───── EXERCISE PASSAGE

Tag: Gene Krupa

Don’t turn around, the musical biopic you were undoubtedly waiting for…

With all the great and at least slightly tragic musical figures who have earned the biopic treatment who could be next? Who could follow such deserving figures as Ray Charles, Johnny Cash, Al Jolson, Jim Morrison, Ian Dury, Glen Miller, Gene Krupa, Edith Piaf, Bob Dylan, Serge Gainsbourg, and, of course, Dewey Cox? Marvin Gaye? Jacques Brel? Joni Mitchell? Jimi Hendrix, for crying out loud?

Nope, why make just another flick about a genius who forever changed the face of contemporary music when you give the world the world story of the man without whom there would be no “Der Kommisar” and or “Rock Me, Amadeus.” Ladies and gentlemen, direct from Austria and the year 2008 — sometimes it takes a while for good things to make it stateside — I present “Falco – Verdammt, wir leben noch!” (“Falco – Damn, We’re Still Alive”). Forgive the lack of subtitles, but I’m feeling like we get the gist.

H/t to Christopher Stipp of /Film.

──────────
───── RECORDS SUPPLIED

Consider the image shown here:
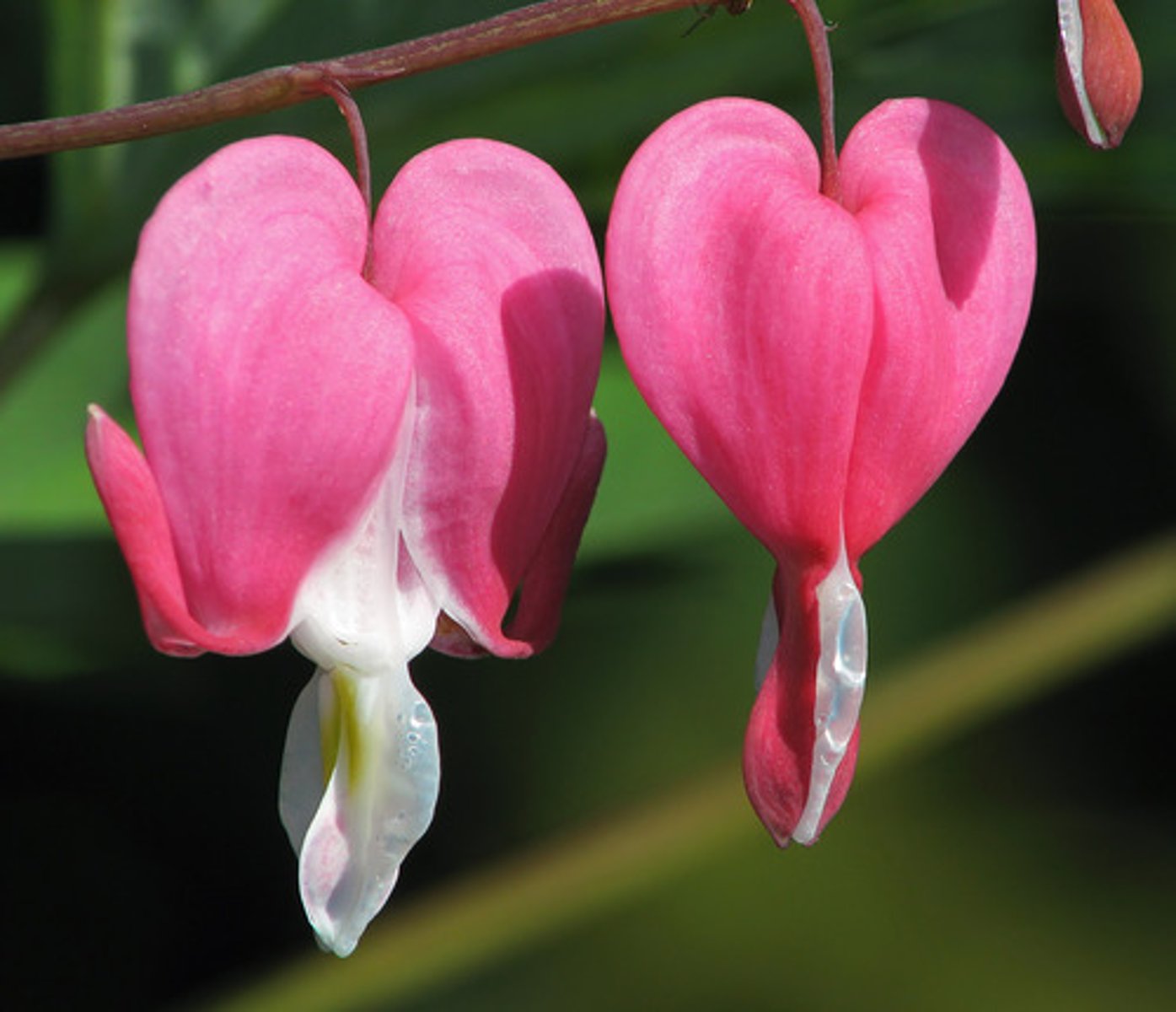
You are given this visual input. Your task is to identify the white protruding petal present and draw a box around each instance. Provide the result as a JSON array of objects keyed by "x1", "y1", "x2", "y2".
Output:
[
  {"x1": 792, "y1": 539, "x2": 867, "y2": 843},
  {"x1": 1057, "y1": 0, "x2": 1107, "y2": 147},
  {"x1": 277, "y1": 669, "x2": 325, "y2": 854},
  {"x1": 279, "y1": 395, "x2": 440, "y2": 955},
  {"x1": 282, "y1": 665, "x2": 440, "y2": 955},
  {"x1": 755, "y1": 595, "x2": 780, "y2": 692}
]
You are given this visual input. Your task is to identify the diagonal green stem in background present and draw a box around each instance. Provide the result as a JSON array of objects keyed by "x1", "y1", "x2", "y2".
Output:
[{"x1": 190, "y1": 525, "x2": 1176, "y2": 1012}]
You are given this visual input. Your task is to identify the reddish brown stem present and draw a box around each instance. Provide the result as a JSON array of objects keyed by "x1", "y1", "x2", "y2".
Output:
[
  {"x1": 788, "y1": 0, "x2": 840, "y2": 202},
  {"x1": 0, "y1": 0, "x2": 748, "y2": 159}
]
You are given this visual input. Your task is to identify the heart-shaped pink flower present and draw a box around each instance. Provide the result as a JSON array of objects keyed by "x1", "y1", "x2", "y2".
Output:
[
  {"x1": 605, "y1": 99, "x2": 1035, "y2": 843},
  {"x1": 87, "y1": 137, "x2": 604, "y2": 955}
]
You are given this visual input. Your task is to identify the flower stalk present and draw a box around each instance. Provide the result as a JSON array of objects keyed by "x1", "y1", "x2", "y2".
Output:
[{"x1": 0, "y1": 0, "x2": 752, "y2": 159}]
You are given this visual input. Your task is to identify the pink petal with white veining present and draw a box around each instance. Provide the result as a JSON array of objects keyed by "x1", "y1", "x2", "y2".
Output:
[
  {"x1": 605, "y1": 99, "x2": 873, "y2": 565},
  {"x1": 373, "y1": 140, "x2": 604, "y2": 655},
  {"x1": 840, "y1": 99, "x2": 1036, "y2": 559},
  {"x1": 99, "y1": 137, "x2": 411, "y2": 652}
]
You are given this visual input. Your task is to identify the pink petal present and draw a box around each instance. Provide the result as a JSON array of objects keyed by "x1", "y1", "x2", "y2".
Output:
[
  {"x1": 431, "y1": 413, "x2": 605, "y2": 658},
  {"x1": 374, "y1": 140, "x2": 604, "y2": 654},
  {"x1": 102, "y1": 137, "x2": 411, "y2": 651},
  {"x1": 840, "y1": 99, "x2": 1036, "y2": 559},
  {"x1": 605, "y1": 99, "x2": 873, "y2": 565},
  {"x1": 86, "y1": 406, "x2": 249, "y2": 657}
]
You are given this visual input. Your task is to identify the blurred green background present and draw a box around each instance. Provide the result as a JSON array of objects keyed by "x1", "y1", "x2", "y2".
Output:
[{"x1": 0, "y1": 0, "x2": 1176, "y2": 1012}]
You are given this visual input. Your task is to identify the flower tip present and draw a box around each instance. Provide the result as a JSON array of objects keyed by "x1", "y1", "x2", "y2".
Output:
[{"x1": 1056, "y1": 0, "x2": 1143, "y2": 149}]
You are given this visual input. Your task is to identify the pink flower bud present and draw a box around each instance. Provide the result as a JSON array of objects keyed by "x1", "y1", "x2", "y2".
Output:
[{"x1": 1057, "y1": 0, "x2": 1143, "y2": 148}]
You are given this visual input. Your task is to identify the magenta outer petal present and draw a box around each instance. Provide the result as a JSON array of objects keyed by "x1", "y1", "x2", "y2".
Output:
[
  {"x1": 840, "y1": 99, "x2": 1036, "y2": 559},
  {"x1": 605, "y1": 99, "x2": 873, "y2": 565},
  {"x1": 86, "y1": 407, "x2": 281, "y2": 657},
  {"x1": 374, "y1": 140, "x2": 604, "y2": 655},
  {"x1": 110, "y1": 137, "x2": 411, "y2": 651}
]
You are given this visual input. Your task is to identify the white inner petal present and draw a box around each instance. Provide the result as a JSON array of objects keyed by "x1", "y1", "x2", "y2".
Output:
[
  {"x1": 1057, "y1": 0, "x2": 1107, "y2": 147},
  {"x1": 281, "y1": 665, "x2": 440, "y2": 955},
  {"x1": 792, "y1": 539, "x2": 867, "y2": 843},
  {"x1": 279, "y1": 397, "x2": 440, "y2": 955}
]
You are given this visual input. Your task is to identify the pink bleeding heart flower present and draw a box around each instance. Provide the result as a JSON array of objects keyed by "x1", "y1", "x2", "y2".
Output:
[
  {"x1": 86, "y1": 137, "x2": 604, "y2": 955},
  {"x1": 605, "y1": 99, "x2": 1035, "y2": 845}
]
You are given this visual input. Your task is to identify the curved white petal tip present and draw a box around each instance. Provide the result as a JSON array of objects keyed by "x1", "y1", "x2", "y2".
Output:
[
  {"x1": 792, "y1": 542, "x2": 867, "y2": 843},
  {"x1": 280, "y1": 666, "x2": 440, "y2": 955}
]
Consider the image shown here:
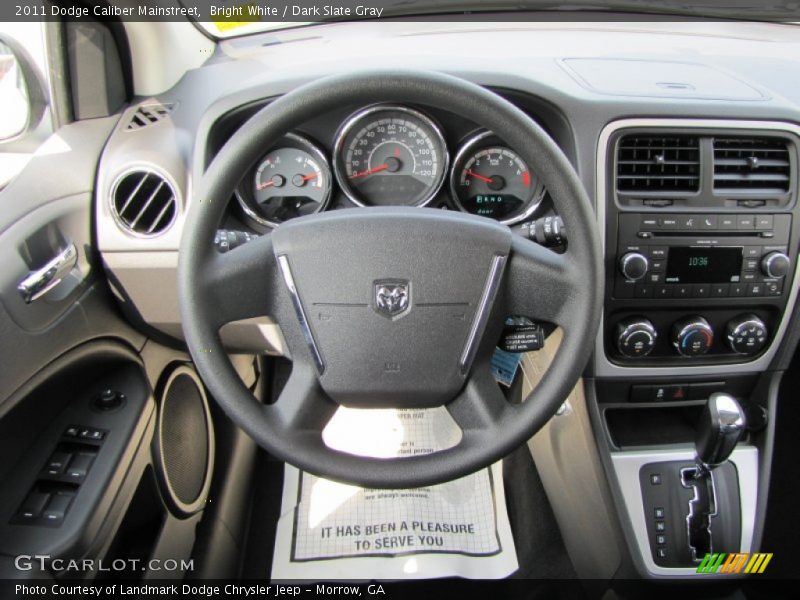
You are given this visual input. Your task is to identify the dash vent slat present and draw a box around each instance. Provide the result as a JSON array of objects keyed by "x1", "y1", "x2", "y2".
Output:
[
  {"x1": 125, "y1": 103, "x2": 175, "y2": 131},
  {"x1": 714, "y1": 137, "x2": 791, "y2": 194},
  {"x1": 617, "y1": 135, "x2": 700, "y2": 193},
  {"x1": 112, "y1": 170, "x2": 178, "y2": 236}
]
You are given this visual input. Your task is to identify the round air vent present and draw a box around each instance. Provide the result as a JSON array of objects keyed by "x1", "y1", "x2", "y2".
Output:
[{"x1": 111, "y1": 169, "x2": 178, "y2": 237}]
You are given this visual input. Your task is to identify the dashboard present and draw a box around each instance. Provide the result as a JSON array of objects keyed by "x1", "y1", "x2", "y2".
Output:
[{"x1": 90, "y1": 22, "x2": 800, "y2": 576}]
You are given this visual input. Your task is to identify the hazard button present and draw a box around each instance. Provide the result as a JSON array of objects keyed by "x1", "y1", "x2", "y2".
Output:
[{"x1": 651, "y1": 384, "x2": 688, "y2": 402}]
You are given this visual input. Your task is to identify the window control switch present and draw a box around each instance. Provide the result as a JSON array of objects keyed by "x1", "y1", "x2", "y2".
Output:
[
  {"x1": 18, "y1": 491, "x2": 50, "y2": 521},
  {"x1": 44, "y1": 452, "x2": 70, "y2": 475},
  {"x1": 42, "y1": 494, "x2": 73, "y2": 524},
  {"x1": 65, "y1": 452, "x2": 94, "y2": 481}
]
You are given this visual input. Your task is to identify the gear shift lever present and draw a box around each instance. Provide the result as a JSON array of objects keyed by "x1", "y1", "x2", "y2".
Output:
[
  {"x1": 681, "y1": 393, "x2": 744, "y2": 561},
  {"x1": 694, "y1": 393, "x2": 745, "y2": 472}
]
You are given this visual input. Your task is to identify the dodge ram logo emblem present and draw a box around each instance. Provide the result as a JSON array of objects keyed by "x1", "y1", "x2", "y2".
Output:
[{"x1": 375, "y1": 279, "x2": 411, "y2": 318}]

──────────

## WORK INSTRUCTIONS
**1.** Print the part of the post about the Falco biopic from "With all the" up to and including "get the gist.".
**2.** Answer these questions from the post about the Falco biopic:
(a) Which two songs does the post say would not exist without Falco?
(b) What country and year does the film come from?
(c) Who is credited in the post's closing line?

## RESPONSE LIST
**1.**
With all the great and at least slightly tragic musical figures who have earned the biopic treatment who could be next? Who could follow such deserving figures as Ray Charles, Johnny Cash, Al Jolson, Jim Morrison, Ian Dury, Glen Miller, Gene Krupa, Edith Piaf, Bob Dylan, Serge Gainsbourg, and, of course, Dewey Cox? Marvin Gaye? Jacques Brel? Joni Mitchell? Jimi Hendrix, for crying out loud?

Nope, why make just another flick about a genius who forever changed the face of contemporary music when you give the world the world story of the man without whom there would be no “Der Kommisar” and or “Rock Me, Amadeus.” Ladies and gentlemen, direct from Austria and the year 2008 — sometimes it takes a while for good things to make it stateside — I present “Falco – Verdammt, wir leben noch!” (“Falco – Damn, We’re Still Alive”). Forgive the lack of subtitles, but I’m feeling like we get the gist.

**2.**
(a) "Der Kommisar" and "Rock Me, Amadeus"
(b) Austria, 2008
(c) Christopher Stipp of /Film